=== EXERCISE DETAILS ===
Print the whole listing below exactly as given, pictures excluded.

:: INPUT DATA

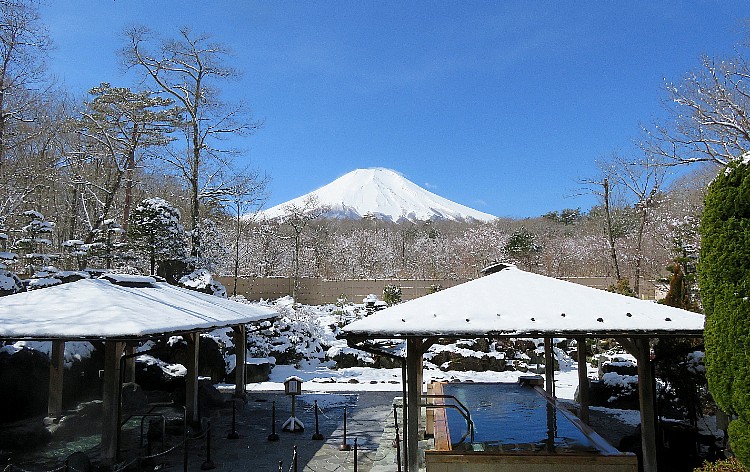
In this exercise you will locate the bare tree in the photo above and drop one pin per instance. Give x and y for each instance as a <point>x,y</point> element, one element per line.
<point>244,197</point>
<point>709,115</point>
<point>298,218</point>
<point>120,127</point>
<point>187,70</point>
<point>24,43</point>
<point>643,179</point>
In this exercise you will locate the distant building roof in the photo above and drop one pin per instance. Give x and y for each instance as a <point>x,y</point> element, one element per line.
<point>514,303</point>
<point>135,308</point>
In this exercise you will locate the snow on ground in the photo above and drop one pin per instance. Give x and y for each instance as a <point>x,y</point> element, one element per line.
<point>629,417</point>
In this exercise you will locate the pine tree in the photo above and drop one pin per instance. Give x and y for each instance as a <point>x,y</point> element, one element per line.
<point>156,232</point>
<point>34,241</point>
<point>724,277</point>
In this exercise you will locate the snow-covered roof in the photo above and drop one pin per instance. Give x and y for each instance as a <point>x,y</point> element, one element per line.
<point>98,308</point>
<point>512,302</point>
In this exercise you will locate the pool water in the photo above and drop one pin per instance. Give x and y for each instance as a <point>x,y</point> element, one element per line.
<point>512,418</point>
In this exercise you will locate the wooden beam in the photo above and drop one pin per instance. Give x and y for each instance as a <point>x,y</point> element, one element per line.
<point>549,368</point>
<point>646,394</point>
<point>583,382</point>
<point>111,401</point>
<point>414,391</point>
<point>56,373</point>
<point>191,379</point>
<point>240,351</point>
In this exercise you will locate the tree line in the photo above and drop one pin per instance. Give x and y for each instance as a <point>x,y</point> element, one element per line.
<point>73,174</point>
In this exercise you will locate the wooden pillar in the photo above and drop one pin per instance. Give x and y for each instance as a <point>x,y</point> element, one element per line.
<point>111,401</point>
<point>191,379</point>
<point>549,368</point>
<point>413,355</point>
<point>129,374</point>
<point>646,394</point>
<point>56,372</point>
<point>240,352</point>
<point>583,382</point>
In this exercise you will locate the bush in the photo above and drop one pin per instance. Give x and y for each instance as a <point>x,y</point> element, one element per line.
<point>392,294</point>
<point>727,465</point>
<point>724,277</point>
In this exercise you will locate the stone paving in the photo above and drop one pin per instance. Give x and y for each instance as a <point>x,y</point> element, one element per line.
<point>369,420</point>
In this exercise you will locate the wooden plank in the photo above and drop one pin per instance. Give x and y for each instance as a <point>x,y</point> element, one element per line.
<point>56,373</point>
<point>583,382</point>
<point>646,396</point>
<point>111,401</point>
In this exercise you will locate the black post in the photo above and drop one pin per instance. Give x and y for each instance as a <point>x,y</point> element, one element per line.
<point>208,464</point>
<point>355,454</point>
<point>317,436</point>
<point>273,436</point>
<point>398,440</point>
<point>184,440</point>
<point>344,446</point>
<point>233,434</point>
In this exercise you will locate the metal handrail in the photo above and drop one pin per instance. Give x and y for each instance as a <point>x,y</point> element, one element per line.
<point>460,407</point>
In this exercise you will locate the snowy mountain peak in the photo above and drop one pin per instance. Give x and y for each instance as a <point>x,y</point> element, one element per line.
<point>383,193</point>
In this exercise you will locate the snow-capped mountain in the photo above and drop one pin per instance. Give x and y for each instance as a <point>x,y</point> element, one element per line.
<point>383,193</point>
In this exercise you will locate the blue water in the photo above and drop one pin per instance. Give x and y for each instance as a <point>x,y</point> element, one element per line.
<point>512,418</point>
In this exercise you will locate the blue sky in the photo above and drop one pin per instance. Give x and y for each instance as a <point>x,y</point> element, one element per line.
<point>502,106</point>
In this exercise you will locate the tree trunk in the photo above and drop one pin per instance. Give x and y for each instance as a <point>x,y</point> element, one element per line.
<point>610,236</point>
<point>129,176</point>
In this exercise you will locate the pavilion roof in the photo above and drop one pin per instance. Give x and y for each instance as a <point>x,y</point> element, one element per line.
<point>516,303</point>
<point>119,309</point>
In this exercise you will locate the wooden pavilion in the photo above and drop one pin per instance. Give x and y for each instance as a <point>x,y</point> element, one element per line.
<point>122,310</point>
<point>511,303</point>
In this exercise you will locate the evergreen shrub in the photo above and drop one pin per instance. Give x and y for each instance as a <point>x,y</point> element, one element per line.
<point>724,278</point>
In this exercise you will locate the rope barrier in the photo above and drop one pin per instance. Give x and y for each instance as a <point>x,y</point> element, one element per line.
<point>11,468</point>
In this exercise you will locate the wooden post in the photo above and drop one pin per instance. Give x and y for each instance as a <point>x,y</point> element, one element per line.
<point>191,380</point>
<point>129,374</point>
<point>56,371</point>
<point>549,367</point>
<point>111,401</point>
<point>583,382</point>
<point>240,351</point>
<point>646,394</point>
<point>413,353</point>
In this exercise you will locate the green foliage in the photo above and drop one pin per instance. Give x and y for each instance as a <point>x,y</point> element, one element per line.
<point>156,232</point>
<point>522,246</point>
<point>392,294</point>
<point>724,277</point>
<point>680,294</point>
<point>623,288</point>
<point>728,465</point>
<point>434,288</point>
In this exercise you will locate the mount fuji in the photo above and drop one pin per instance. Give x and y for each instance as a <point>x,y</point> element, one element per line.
<point>384,194</point>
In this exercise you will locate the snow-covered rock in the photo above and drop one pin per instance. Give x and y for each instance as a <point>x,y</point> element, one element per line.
<point>202,281</point>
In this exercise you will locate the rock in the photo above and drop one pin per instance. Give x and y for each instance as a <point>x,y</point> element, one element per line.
<point>208,395</point>
<point>79,462</point>
<point>24,434</point>
<point>85,418</point>
<point>151,376</point>
<point>254,372</point>
<point>133,398</point>
<point>344,360</point>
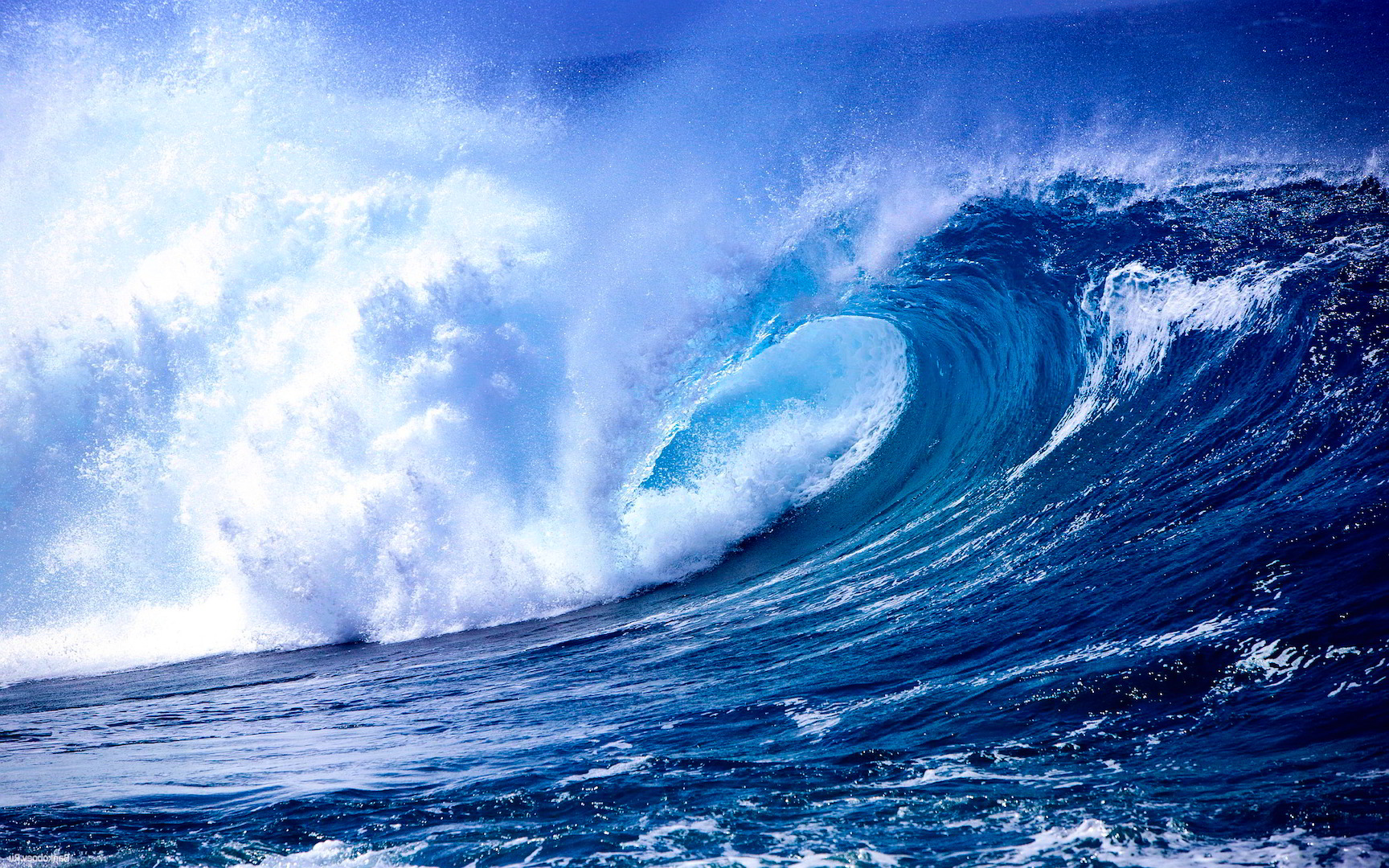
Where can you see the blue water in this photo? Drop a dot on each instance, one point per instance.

::::

=== RESPONSE BOX ===
In this exercise you will locate the bare tree in the photo above and drop one pin per instance. Give x and y for each instance as a <point>x,y</point> element, one element per line.
<point>244,197</point>
<point>709,115</point>
<point>298,218</point>
<point>120,127</point>
<point>187,70</point>
<point>24,43</point>
<point>643,179</point>
In this exercise you will locate the distant building roof in the photo above and drop one pin per instance. Give x and y for each instance as a <point>x,y</point> element, one element per line.
<point>514,303</point>
<point>135,308</point>
In this exercise you will locate the snow on ground in the photo above and drop one pin per instance. Give x and y for each instance as a <point>x,y</point> element, one element per line.
<point>629,417</point>
In this exercise you will locate the pine tree in the photo above and drop one pin per instance. Give x and y for each instance as a <point>x,y</point> element, one element per line.
<point>156,232</point>
<point>34,241</point>
<point>724,277</point>
In this exercise you will locate the snow-covered roof in the photo above and drop one pin per instance. Give x and y for each instance as a <point>x,y</point> element, one element per line.
<point>98,308</point>
<point>512,302</point>
In this exercise you will locate the pool water in the photo above and drop one pin per instance. Give x and y for each instance as a <point>x,y</point> element, one element per line.
<point>512,418</point>
In this exercise you will locate the wooden beam in the photo above and drop one pin per instance. Give x and y for each instance as a <point>x,y</point> element, one element per line.
<point>549,368</point>
<point>646,394</point>
<point>583,382</point>
<point>111,401</point>
<point>414,391</point>
<point>56,373</point>
<point>191,379</point>
<point>240,351</point>
In this exercise you will locate the tree line in the photo above and drop one pin per instance. Give x and y for each instance as a <point>x,y</point> element, one element per line.
<point>73,174</point>
In this exercise you will locate the wooden pillar in the photo above and drop one pin per instance. Give x and y for each instance as a <point>x,y</point> element, one element per line.
<point>111,401</point>
<point>191,379</point>
<point>549,368</point>
<point>413,355</point>
<point>129,374</point>
<point>646,394</point>
<point>56,372</point>
<point>240,352</point>
<point>583,382</point>
In this exercise you will locate the bush in the photo above and drop one pin per instance. Give x and y for each instance as a <point>x,y</point> element, one element per line.
<point>392,294</point>
<point>727,465</point>
<point>724,277</point>
In this exercise you will locate the stone paving in the photo above and drop one pin per instance. Give x and y for each instance as a <point>x,y</point> element, one element per line.
<point>369,420</point>
In this exercise you will locate the wooden plank in the photo above and drop one pin per instance. Give x and y for each instance as a <point>x,y</point> element, one element per line.
<point>56,373</point>
<point>583,382</point>
<point>646,396</point>
<point>111,401</point>
In this exercise you will locate the black post in the photo above and drop one pin per instance. Give x and y for each instance as a <point>x,y</point> element, one element per line.
<point>208,464</point>
<point>355,454</point>
<point>317,436</point>
<point>273,436</point>
<point>398,440</point>
<point>184,440</point>
<point>344,446</point>
<point>233,434</point>
In this exercise you will locate the metal handrail in the photo above and drop one pin per instance. Give x and y for each instance as a <point>x,y</point> element, one element per line.
<point>460,407</point>
In this exercise you will locate the snowy mountain peak in the photo above and drop one pin per instance. Give x and y for each instance as a <point>x,y</point> element, one element per line.
<point>383,193</point>
In this exercise you will locate the snow-capped mountain in the photo above and drop one pin per instance. Give x and y for each instance as a <point>x,y</point> element, one element per line.
<point>383,193</point>
In this exercise you will locate the blue water in the photo above and drop one pin per instance. Give x and y for each instance as a <point>x,y</point> element, one element per line.
<point>512,418</point>
In this exercise you will locate the blue sky in the photo above and drop one pin per instance. Give x and y for each instance as a <point>x,y</point> element, one element per line.
<point>502,106</point>
In this exercise you will locate the tree trunk in the photo above and drop one pin per instance. Give x and y for each instance as a <point>x,y</point> element, one element per line.
<point>610,236</point>
<point>129,176</point>
In this exercise you will locate the pavilion roof in the photo above and drop one pin per instance. Give x and y for each instance as a <point>x,y</point> element, one element per line.
<point>516,303</point>
<point>119,309</point>
In this exercise you will locate the wooden pavilion in the photo above and drop one pin per instance. Give x and y for each instance as a <point>x,y</point> element, one element per line.
<point>122,310</point>
<point>511,303</point>
In this exercise you will locate the evergreen shrub in the photo above and drop one pin per instance. Give x and y for each instance as a <point>x,y</point> element, one element per line.
<point>724,278</point>
In this exercise you will locate the rope barrier in the photo above and drop one pin per instance. Give x and y for each instance as a <point>x,y</point> element, one element per line.
<point>11,468</point>
In this exercise you will locate the wooden post in the photo above and drop one pin per instance. Give x and y for each instance as a <point>x,y</point> element, one element per line.
<point>191,380</point>
<point>129,374</point>
<point>56,371</point>
<point>549,367</point>
<point>111,401</point>
<point>583,382</point>
<point>240,351</point>
<point>646,394</point>
<point>413,353</point>
In this exercise you will locate the green foliage in the photo above and drop one pin per instance. Give x and y for each instance as a <point>x,y</point> element, one element per line.
<point>156,232</point>
<point>522,246</point>
<point>392,294</point>
<point>724,277</point>
<point>680,294</point>
<point>623,288</point>
<point>728,465</point>
<point>434,288</point>
In this exercise you will locate the mount fuji in the photo above and drop one pin per instance. Give x and y for each instance as a <point>x,y</point> element, one element per line.
<point>384,194</point>
In this exercise you will locate the snow-covered rock in the photo above and drop one pin per instance. Give x and y for each instance as a <point>x,y</point> element, one element per line.
<point>202,281</point>
In this exercise you will locate the rock in the photo above and drop one pin per instance. Give x and y for each instance as a <point>x,y</point> element, one element per line.
<point>208,395</point>
<point>79,462</point>
<point>24,434</point>
<point>85,418</point>
<point>151,376</point>
<point>254,372</point>
<point>133,398</point>
<point>344,360</point>
Where can you see the blue water in this photo? Drop a dot on each instance, one point per instance.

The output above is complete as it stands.